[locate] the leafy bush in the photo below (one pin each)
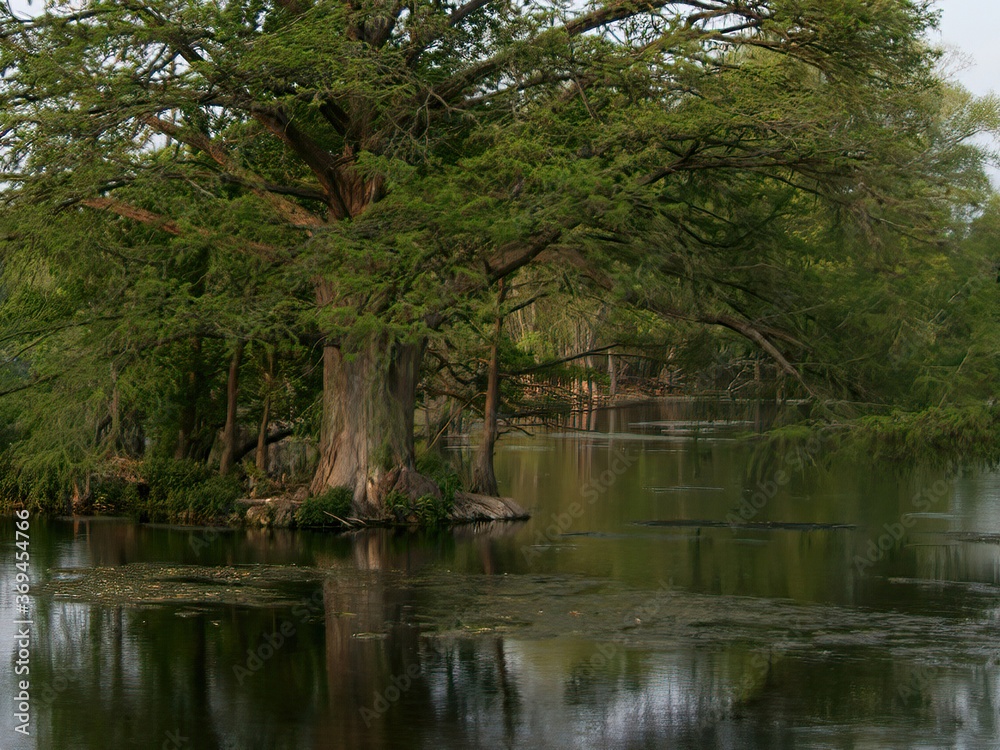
(204, 500)
(182, 490)
(318, 511)
(426, 510)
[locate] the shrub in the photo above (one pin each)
(427, 510)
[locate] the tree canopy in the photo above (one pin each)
(346, 184)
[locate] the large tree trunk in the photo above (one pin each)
(366, 443)
(232, 392)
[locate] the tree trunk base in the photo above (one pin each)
(470, 507)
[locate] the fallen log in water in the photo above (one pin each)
(792, 525)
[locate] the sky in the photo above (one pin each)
(967, 26)
(970, 27)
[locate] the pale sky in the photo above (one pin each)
(969, 26)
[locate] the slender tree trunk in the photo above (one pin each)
(483, 475)
(232, 391)
(189, 410)
(612, 376)
(262, 449)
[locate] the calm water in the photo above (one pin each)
(584, 627)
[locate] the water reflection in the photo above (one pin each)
(595, 632)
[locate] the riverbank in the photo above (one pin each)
(187, 492)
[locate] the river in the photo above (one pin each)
(658, 598)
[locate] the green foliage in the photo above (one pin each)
(183, 490)
(424, 511)
(323, 511)
(793, 180)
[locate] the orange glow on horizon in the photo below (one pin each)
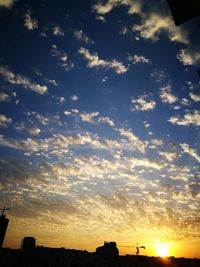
(162, 249)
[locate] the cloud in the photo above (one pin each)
(58, 31)
(191, 151)
(95, 62)
(147, 163)
(139, 59)
(4, 97)
(189, 118)
(170, 156)
(7, 3)
(134, 140)
(67, 112)
(74, 97)
(166, 95)
(195, 97)
(4, 121)
(143, 103)
(89, 117)
(134, 7)
(62, 58)
(34, 131)
(81, 36)
(158, 75)
(30, 23)
(21, 80)
(100, 18)
(188, 57)
(106, 120)
(157, 142)
(154, 24)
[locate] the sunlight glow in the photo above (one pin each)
(162, 249)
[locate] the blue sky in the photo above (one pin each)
(99, 123)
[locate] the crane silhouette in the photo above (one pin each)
(3, 210)
(137, 248)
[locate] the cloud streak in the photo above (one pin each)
(17, 79)
(95, 62)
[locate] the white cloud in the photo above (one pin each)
(58, 31)
(188, 57)
(157, 142)
(89, 117)
(100, 18)
(34, 131)
(81, 36)
(191, 151)
(67, 112)
(20, 80)
(133, 139)
(185, 102)
(143, 103)
(30, 23)
(139, 59)
(104, 8)
(154, 24)
(61, 99)
(62, 58)
(4, 121)
(147, 163)
(170, 156)
(189, 118)
(75, 110)
(95, 62)
(106, 120)
(4, 97)
(166, 95)
(74, 97)
(195, 97)
(158, 75)
(7, 3)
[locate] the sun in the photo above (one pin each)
(162, 250)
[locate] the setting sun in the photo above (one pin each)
(162, 250)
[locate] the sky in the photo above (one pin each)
(99, 125)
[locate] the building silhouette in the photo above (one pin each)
(28, 244)
(3, 227)
(108, 250)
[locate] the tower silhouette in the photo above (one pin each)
(3, 226)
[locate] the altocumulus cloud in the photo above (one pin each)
(189, 118)
(95, 62)
(21, 80)
(7, 3)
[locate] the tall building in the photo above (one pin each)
(3, 227)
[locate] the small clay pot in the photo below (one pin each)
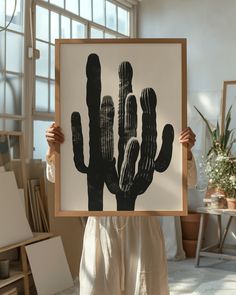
(4, 269)
(231, 202)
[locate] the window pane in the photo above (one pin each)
(123, 21)
(13, 94)
(2, 13)
(110, 15)
(40, 143)
(78, 30)
(1, 93)
(65, 27)
(85, 9)
(17, 21)
(14, 52)
(58, 3)
(12, 125)
(52, 63)
(73, 6)
(99, 11)
(41, 95)
(54, 26)
(95, 33)
(42, 62)
(14, 144)
(52, 97)
(42, 23)
(109, 36)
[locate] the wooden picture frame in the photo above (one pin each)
(228, 99)
(156, 63)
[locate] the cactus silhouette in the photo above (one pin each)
(122, 181)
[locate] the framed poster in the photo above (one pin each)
(229, 100)
(121, 105)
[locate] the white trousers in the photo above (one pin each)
(123, 255)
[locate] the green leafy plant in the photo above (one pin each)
(222, 140)
(220, 165)
(221, 170)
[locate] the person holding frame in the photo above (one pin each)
(122, 255)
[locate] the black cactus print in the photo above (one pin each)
(122, 181)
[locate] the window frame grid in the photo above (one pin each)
(88, 24)
(4, 116)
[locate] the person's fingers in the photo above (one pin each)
(53, 141)
(54, 131)
(53, 136)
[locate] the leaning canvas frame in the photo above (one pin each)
(156, 63)
(20, 137)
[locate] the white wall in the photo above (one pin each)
(209, 26)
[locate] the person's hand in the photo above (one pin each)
(187, 137)
(54, 136)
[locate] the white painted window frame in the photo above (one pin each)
(29, 78)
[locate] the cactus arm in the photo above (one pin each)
(164, 158)
(93, 72)
(125, 87)
(111, 177)
(128, 165)
(77, 142)
(107, 144)
(106, 127)
(130, 127)
(146, 164)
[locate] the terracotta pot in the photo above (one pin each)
(190, 226)
(190, 247)
(231, 203)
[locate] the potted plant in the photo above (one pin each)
(220, 165)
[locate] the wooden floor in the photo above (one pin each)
(212, 277)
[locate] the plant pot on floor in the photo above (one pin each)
(190, 227)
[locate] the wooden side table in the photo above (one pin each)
(216, 249)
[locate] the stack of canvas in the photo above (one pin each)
(14, 226)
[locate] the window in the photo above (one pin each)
(67, 19)
(11, 65)
(52, 19)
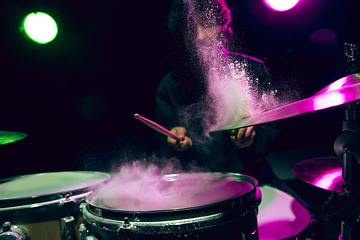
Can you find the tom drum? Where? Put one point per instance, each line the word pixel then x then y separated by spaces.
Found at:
pixel 188 205
pixel 280 216
pixel 45 205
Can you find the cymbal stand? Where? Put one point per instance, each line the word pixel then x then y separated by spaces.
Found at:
pixel 347 147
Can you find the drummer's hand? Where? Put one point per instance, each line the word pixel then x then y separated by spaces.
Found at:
pixel 182 145
pixel 243 137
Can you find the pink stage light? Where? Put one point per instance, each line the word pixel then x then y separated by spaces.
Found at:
pixel 327 180
pixel 280 5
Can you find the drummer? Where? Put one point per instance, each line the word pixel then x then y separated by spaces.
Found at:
pixel 181 93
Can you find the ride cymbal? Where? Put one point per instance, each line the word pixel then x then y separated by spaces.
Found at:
pixel 340 92
pixel 9 137
pixel 324 172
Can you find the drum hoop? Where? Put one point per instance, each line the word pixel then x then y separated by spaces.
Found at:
pixel 164 227
pixel 32 204
pixel 242 203
pixel 43 206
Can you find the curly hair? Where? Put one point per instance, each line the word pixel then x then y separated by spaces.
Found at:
pixel 210 12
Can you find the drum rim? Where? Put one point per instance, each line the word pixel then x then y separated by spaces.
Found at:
pixel 235 202
pixel 53 197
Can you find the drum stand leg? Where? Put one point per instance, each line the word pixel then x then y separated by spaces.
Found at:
pixel 347 205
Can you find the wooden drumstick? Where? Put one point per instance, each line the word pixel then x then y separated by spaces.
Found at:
pixel 157 127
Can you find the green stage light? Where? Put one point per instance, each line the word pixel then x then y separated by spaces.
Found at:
pixel 40 27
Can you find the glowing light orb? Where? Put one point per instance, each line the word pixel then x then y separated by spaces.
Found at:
pixel 40 27
pixel 280 5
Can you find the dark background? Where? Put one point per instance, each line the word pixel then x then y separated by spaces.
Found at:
pixel 76 97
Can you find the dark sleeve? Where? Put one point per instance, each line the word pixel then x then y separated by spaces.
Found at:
pixel 266 133
pixel 164 106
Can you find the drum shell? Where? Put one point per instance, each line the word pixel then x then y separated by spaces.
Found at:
pixel 45 224
pixel 46 213
pixel 234 218
pixel 281 216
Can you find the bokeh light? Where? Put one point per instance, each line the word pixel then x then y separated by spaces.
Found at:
pixel 40 27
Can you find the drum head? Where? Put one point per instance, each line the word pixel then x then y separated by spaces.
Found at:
pixel 280 215
pixel 175 191
pixel 43 184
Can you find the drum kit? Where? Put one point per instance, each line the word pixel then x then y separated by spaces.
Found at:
pixel 91 205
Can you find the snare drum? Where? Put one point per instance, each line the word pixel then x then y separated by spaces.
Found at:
pixel 280 216
pixel 45 205
pixel 189 205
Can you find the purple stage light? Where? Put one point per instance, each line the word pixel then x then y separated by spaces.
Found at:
pixel 280 5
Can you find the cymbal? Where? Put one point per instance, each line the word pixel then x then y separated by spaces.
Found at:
pixel 324 172
pixel 9 137
pixel 343 90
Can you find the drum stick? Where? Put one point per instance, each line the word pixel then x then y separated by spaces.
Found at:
pixel 157 127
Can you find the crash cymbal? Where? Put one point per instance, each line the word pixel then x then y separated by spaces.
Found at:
pixel 9 137
pixel 340 92
pixel 325 173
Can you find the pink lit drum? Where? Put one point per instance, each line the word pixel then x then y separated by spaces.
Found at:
pixel 280 216
pixel 189 205
pixel 45 205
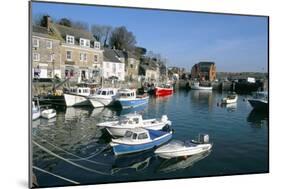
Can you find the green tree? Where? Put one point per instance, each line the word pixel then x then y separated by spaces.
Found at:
pixel 122 39
pixel 101 33
pixel 65 22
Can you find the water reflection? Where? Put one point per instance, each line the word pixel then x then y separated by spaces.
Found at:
pixel 201 97
pixel 230 107
pixel 131 163
pixel 176 164
pixel 258 118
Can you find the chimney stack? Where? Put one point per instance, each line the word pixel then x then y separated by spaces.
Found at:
pixel 47 22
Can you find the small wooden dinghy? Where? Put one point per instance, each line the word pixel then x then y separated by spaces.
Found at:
pixel 188 148
pixel 48 113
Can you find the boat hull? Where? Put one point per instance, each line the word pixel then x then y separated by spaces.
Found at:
pixel 184 152
pixel 75 100
pixel 100 102
pixel 131 103
pixel 229 101
pixel 259 104
pixel 121 149
pixel 121 130
pixel 201 88
pixel 35 115
pixel 163 91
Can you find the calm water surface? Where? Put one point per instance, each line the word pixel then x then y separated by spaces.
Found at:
pixel 71 146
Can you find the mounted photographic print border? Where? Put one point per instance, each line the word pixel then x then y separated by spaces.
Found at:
pixel 202 77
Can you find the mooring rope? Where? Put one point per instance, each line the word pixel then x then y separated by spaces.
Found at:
pixel 78 157
pixel 63 178
pixel 68 161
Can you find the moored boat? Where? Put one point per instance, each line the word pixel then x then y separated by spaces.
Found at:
pixel 77 96
pixel 129 99
pixel 197 86
pixel 139 139
pixel 130 121
pixel 188 148
pixel 49 113
pixel 35 110
pixel 163 90
pixel 230 98
pixel 103 97
pixel 259 100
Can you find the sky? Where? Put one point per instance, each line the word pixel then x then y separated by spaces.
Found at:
pixel 235 43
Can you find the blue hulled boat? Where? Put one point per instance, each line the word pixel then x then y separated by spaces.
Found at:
pixel 128 98
pixel 259 100
pixel 139 139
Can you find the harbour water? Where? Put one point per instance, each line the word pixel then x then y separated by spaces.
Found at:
pixel 72 147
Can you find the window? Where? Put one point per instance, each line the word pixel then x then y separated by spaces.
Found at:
pixel 68 55
pixel 36 57
pixel 134 136
pixel 114 68
pixel 142 136
pixel 35 42
pixel 49 44
pixel 84 42
pixel 83 57
pixel 95 58
pixel 97 45
pixel 128 134
pixel 50 57
pixel 70 39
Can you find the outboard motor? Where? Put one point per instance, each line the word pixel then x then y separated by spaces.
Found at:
pixel 203 138
pixel 164 118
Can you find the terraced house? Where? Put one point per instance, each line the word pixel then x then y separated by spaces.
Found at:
pixel 45 54
pixel 79 56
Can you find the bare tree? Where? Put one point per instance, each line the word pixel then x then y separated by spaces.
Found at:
pixel 122 39
pixel 65 22
pixel 101 33
pixel 80 25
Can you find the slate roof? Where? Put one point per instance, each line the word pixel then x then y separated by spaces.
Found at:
pixel 123 54
pixel 40 31
pixel 205 66
pixel 77 33
pixel 110 56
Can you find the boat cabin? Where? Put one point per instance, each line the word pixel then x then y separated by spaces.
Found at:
pixel 106 92
pixel 84 91
pixel 127 93
pixel 137 135
pixel 131 119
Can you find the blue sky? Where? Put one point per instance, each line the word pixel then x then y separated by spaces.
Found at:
pixel 234 43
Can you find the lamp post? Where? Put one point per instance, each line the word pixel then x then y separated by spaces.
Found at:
pixel 53 72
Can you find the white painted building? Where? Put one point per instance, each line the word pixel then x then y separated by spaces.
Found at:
pixel 111 66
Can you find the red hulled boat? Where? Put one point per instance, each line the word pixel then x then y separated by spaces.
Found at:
pixel 163 90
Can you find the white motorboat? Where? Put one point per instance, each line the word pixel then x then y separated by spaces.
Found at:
pixel 77 96
pixel 103 97
pixel 139 139
pixel 128 98
pixel 35 110
pixel 259 100
pixel 230 99
pixel 197 86
pixel 49 113
pixel 130 121
pixel 178 148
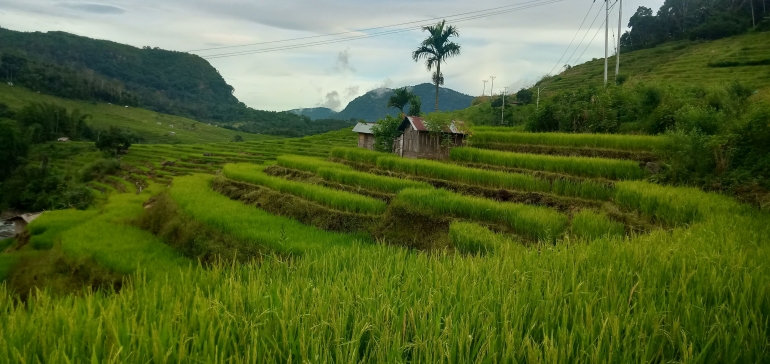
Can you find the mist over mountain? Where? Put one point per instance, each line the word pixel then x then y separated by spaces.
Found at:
pixel 372 105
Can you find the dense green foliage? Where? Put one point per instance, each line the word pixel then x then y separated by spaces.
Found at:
pixel 436 49
pixel 169 82
pixel 115 140
pixel 678 19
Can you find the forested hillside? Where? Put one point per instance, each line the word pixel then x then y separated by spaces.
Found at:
pixel 743 58
pixel 170 82
pixel 373 105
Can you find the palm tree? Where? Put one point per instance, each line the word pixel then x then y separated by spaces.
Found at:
pixel 399 99
pixel 436 49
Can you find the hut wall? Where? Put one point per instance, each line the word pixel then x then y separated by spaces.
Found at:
pixel 366 141
pixel 422 145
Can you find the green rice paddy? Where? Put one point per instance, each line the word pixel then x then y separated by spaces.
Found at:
pixel 519 281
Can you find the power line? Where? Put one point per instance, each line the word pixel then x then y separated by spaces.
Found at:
pixel 389 32
pixel 584 35
pixel 592 39
pixel 365 29
pixel 573 38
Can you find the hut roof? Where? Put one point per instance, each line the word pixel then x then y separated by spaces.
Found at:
pixel 28 218
pixel 365 128
pixel 418 123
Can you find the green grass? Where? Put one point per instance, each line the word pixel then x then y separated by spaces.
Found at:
pixel 533 221
pixel 672 205
pixel 602 141
pixel 369 181
pixel 681 63
pixel 340 200
pixel 359 155
pixel 590 225
pixel 196 198
pixel 433 169
pixel 690 295
pixel 310 164
pixel 579 166
pixel 154 127
pixel 472 238
pixel 496 179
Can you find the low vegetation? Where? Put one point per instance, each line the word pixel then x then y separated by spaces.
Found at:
pixel 581 166
pixel 531 221
pixel 341 200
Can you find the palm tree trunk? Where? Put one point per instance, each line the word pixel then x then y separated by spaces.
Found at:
pixel 438 79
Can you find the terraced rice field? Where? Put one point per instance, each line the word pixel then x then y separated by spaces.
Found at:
pixel 358 256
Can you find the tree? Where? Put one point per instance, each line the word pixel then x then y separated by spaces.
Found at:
pixel 385 132
pixel 399 99
pixel 436 49
pixel 47 122
pixel 115 140
pixel 13 147
pixel 524 96
pixel 415 104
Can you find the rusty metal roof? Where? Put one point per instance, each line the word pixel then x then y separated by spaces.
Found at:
pixel 365 128
pixel 418 123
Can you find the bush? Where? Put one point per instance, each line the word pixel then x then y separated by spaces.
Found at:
pixel 99 169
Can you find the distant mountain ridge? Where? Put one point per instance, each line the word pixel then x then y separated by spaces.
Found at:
pixel 372 105
pixel 177 83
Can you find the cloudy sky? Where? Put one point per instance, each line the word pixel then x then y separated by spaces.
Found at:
pixel 518 45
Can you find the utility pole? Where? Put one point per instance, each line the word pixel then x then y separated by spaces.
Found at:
pixel 606 36
pixel 492 88
pixel 617 52
pixel 537 104
pixel 502 113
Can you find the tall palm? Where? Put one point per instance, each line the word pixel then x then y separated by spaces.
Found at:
pixel 436 49
pixel 399 99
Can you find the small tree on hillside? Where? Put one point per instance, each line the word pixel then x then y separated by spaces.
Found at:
pixel 115 140
pixel 385 132
pixel 524 96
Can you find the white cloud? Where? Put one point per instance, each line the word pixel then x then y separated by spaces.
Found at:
pixel 517 47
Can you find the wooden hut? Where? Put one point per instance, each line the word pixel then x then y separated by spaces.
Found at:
pixel 418 142
pixel 20 222
pixel 365 135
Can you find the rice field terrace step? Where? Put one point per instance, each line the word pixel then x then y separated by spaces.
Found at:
pixel 639 156
pixel 304 211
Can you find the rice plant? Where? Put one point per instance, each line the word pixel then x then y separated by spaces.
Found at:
pixel 533 221
pixel 580 166
pixel 672 205
pixel 310 164
pixel 592 225
pixel 336 199
pixel 604 141
pixel 359 155
pixel 472 238
pixel 369 181
pixel 689 295
pixel 195 197
pixel 450 172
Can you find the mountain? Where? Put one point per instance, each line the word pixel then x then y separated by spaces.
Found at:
pixel 372 105
pixel 316 113
pixel 743 58
pixel 177 83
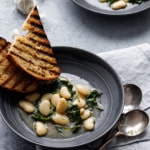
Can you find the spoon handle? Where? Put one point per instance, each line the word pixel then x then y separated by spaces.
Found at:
pixel 109 140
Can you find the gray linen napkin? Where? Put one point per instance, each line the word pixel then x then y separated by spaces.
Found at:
pixel 133 66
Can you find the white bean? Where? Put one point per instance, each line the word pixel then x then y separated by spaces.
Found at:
pixel 82 111
pixel 86 114
pixel 27 106
pixel 60 119
pixel 44 107
pixel 61 106
pixel 40 128
pixel 33 97
pixel 64 92
pixel 83 90
pixel 80 102
pixel 46 96
pixel 89 123
pixel 54 99
pixel 119 4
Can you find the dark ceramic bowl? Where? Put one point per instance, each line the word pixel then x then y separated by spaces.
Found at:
pixel 84 65
pixel 97 7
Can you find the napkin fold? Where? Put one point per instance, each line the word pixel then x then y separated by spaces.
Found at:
pixel 133 66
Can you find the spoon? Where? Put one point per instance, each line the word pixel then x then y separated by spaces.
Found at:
pixel 133 97
pixel 130 124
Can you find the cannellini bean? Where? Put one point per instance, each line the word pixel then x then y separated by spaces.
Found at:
pixel 86 114
pixel 46 96
pixel 61 106
pixel 27 106
pixel 60 119
pixel 40 128
pixel 83 90
pixel 119 4
pixel 89 123
pixel 80 102
pixel 54 99
pixel 64 92
pixel 44 107
pixel 33 97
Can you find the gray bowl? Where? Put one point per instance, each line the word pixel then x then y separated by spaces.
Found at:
pixel 89 67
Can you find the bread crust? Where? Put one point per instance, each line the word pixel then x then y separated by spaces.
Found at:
pixel 33 52
pixel 14 78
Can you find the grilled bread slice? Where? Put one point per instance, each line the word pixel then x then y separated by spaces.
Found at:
pixel 13 78
pixel 33 52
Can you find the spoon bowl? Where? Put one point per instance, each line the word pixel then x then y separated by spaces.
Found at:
pixel 132 98
pixel 131 124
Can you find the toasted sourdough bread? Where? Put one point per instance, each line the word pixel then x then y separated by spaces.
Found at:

_Exercise aim:_
Every line of the listing that holds "drummer" should be found and copied.

_Output for this task:_
Can you find the drummer's hand? Where? Put one point per instance, each line the word pixel then x then y separated by spaces.
Can you find the drummer? Where? Put one point per instance, each line the word pixel then x then y separated by spaces.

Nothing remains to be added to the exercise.